## DATA SUPPLIED
## START

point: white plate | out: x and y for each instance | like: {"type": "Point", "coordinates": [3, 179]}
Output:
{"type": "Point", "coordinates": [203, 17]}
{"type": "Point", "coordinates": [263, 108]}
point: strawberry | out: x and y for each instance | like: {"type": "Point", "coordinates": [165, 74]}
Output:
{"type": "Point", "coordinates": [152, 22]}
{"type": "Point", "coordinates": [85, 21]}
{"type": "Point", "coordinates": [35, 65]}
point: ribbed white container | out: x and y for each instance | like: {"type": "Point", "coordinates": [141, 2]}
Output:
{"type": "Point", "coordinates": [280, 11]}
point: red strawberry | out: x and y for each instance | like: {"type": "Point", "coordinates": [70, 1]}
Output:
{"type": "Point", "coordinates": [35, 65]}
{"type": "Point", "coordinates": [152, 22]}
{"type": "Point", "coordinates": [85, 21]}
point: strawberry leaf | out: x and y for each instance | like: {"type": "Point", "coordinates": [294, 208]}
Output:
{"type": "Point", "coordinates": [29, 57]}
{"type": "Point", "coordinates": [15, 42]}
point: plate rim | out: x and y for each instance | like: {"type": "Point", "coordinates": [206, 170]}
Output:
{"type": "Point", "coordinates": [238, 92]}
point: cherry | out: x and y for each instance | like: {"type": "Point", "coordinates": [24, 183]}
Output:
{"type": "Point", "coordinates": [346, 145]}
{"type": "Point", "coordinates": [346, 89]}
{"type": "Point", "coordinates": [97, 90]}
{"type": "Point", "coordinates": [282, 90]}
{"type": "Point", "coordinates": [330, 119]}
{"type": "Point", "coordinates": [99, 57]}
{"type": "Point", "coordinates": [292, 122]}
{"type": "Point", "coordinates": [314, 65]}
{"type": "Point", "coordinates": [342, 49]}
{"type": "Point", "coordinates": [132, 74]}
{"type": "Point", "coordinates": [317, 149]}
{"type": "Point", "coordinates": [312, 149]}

## END

## STATED PROBLEM
Copy all of the data exactly.

## TASK SOLUTION
point: white plate | out: x and y for each instance | like: {"type": "Point", "coordinates": [3, 179]}
Output:
{"type": "Point", "coordinates": [203, 17]}
{"type": "Point", "coordinates": [263, 108]}
point: strawberry | out: x and y for each instance | like: {"type": "Point", "coordinates": [165, 74]}
Output:
{"type": "Point", "coordinates": [152, 22]}
{"type": "Point", "coordinates": [85, 21]}
{"type": "Point", "coordinates": [35, 65]}
point: ribbed white container | out: x and y for each instance | like: {"type": "Point", "coordinates": [141, 2]}
Output:
{"type": "Point", "coordinates": [280, 11]}
point: red strawberry | out: x and y for each instance | like: {"type": "Point", "coordinates": [70, 1]}
Output:
{"type": "Point", "coordinates": [35, 65]}
{"type": "Point", "coordinates": [152, 22]}
{"type": "Point", "coordinates": [85, 21]}
point: strawberry leaf | out: x and y for each instance | like: {"type": "Point", "coordinates": [294, 208]}
Output:
{"type": "Point", "coordinates": [29, 57]}
{"type": "Point", "coordinates": [15, 42]}
point: plate rim | out: x and y for each instance | like: {"type": "Point", "coordinates": [206, 170]}
Output:
{"type": "Point", "coordinates": [238, 92]}
point: cherry | out: x and y for each instance | like: {"type": "Point", "coordinates": [24, 183]}
Output:
{"type": "Point", "coordinates": [346, 145]}
{"type": "Point", "coordinates": [346, 89]}
{"type": "Point", "coordinates": [97, 90]}
{"type": "Point", "coordinates": [282, 90]}
{"type": "Point", "coordinates": [330, 119]}
{"type": "Point", "coordinates": [99, 57]}
{"type": "Point", "coordinates": [292, 122]}
{"type": "Point", "coordinates": [314, 65]}
{"type": "Point", "coordinates": [342, 49]}
{"type": "Point", "coordinates": [132, 74]}
{"type": "Point", "coordinates": [317, 149]}
{"type": "Point", "coordinates": [312, 149]}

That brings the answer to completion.